**Datos proporcionados**
--*--
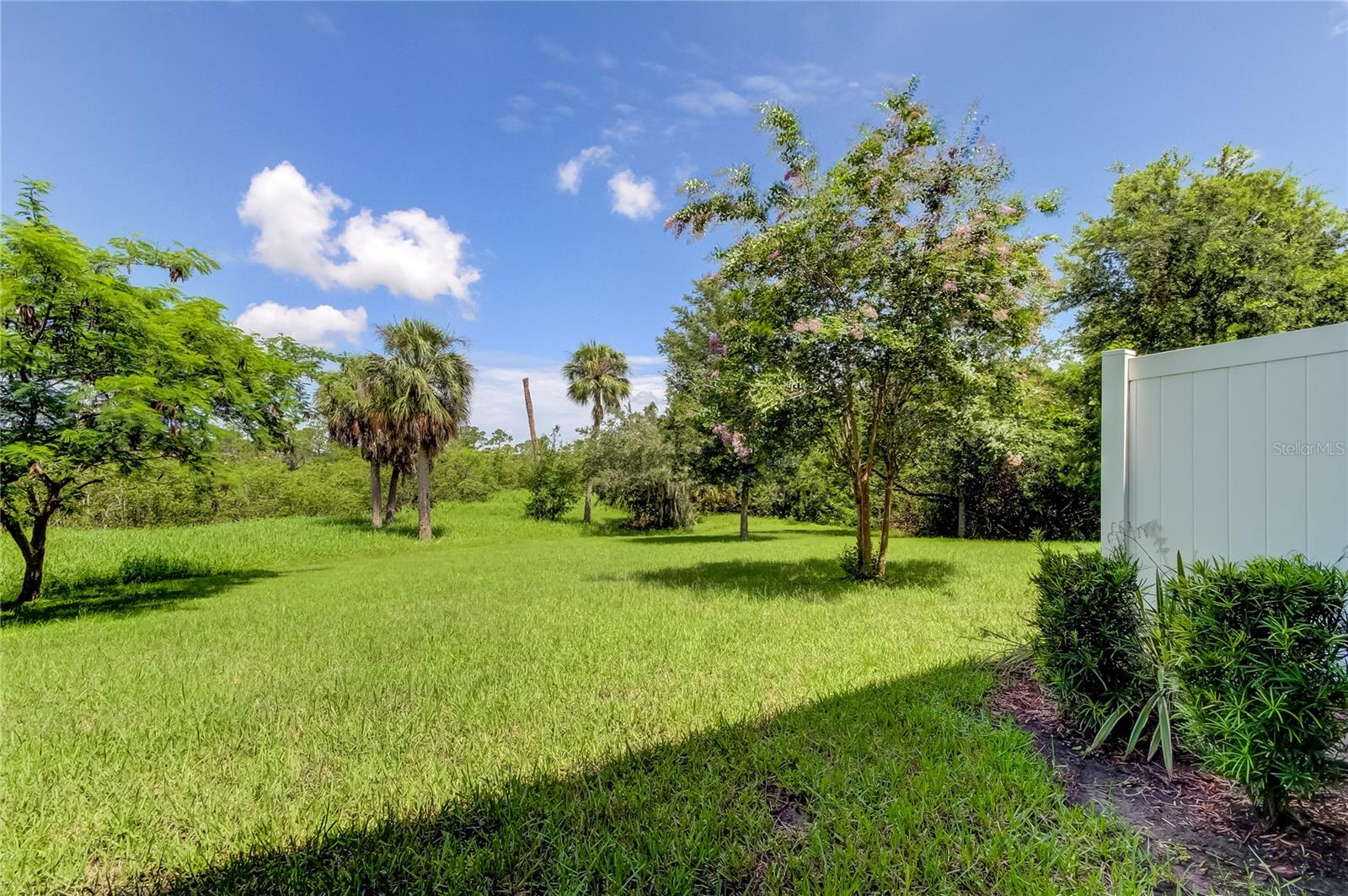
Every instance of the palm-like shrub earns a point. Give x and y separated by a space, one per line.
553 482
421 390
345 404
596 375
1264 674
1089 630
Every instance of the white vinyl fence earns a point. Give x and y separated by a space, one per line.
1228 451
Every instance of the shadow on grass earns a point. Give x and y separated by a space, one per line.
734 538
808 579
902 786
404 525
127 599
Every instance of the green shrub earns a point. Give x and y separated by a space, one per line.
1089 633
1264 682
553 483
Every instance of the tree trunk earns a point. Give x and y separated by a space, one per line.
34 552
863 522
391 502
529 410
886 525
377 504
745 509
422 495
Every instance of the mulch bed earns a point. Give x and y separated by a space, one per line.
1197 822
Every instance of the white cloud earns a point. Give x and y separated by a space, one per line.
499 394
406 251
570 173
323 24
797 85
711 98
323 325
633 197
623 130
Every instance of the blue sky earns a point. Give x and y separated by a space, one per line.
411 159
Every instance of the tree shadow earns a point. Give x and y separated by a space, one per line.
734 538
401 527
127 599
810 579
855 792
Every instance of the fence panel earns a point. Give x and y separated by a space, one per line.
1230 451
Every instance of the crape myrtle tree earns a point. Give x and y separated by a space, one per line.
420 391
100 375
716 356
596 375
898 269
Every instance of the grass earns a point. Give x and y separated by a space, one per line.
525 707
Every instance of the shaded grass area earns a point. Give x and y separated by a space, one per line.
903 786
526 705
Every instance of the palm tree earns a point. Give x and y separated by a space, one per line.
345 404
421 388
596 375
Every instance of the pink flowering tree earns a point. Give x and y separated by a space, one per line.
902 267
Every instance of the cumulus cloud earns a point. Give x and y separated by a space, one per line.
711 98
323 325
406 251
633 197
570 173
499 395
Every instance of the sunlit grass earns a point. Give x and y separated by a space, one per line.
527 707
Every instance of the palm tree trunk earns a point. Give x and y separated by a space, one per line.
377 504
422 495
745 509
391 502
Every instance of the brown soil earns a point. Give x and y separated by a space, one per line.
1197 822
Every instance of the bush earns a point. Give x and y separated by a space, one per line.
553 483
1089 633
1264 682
--*--
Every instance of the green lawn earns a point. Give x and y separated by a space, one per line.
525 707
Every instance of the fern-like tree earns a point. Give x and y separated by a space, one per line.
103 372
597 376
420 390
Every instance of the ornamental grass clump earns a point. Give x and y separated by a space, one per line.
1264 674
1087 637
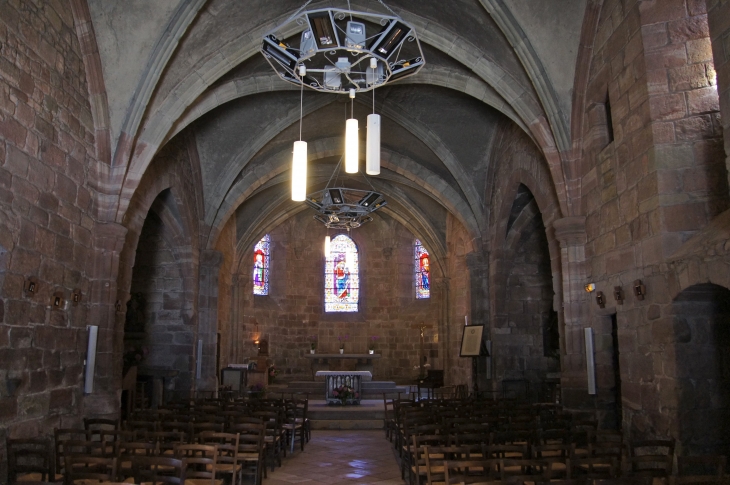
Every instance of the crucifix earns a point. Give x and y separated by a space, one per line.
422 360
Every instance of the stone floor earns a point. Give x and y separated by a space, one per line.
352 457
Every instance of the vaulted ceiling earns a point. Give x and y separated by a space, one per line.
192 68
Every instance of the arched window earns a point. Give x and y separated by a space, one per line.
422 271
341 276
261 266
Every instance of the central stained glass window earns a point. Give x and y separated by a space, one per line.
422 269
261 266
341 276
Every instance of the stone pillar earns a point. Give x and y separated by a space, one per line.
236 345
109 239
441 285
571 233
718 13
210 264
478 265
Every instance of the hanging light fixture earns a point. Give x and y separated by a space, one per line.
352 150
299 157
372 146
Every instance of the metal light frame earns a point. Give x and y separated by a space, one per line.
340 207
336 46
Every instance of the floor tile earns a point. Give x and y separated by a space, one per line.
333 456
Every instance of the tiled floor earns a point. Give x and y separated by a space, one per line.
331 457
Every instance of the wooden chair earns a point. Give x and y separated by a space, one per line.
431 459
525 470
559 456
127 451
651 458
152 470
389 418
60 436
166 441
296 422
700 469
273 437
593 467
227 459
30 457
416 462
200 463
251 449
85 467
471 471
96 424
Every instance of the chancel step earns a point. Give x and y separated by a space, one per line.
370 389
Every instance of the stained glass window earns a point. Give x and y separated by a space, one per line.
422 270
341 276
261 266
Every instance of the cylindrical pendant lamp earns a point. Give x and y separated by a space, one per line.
--*--
**Objetivo**
Reúne cada línea de los registros en la que aparezca la palabra "trunk".

**Respuesta completa**
Every instance of the tree trunk earns a point. Give x and y separated by a space, one per line.
Every instance of the palm tree trunk earns a point. Give x and y separated by a space, one per line.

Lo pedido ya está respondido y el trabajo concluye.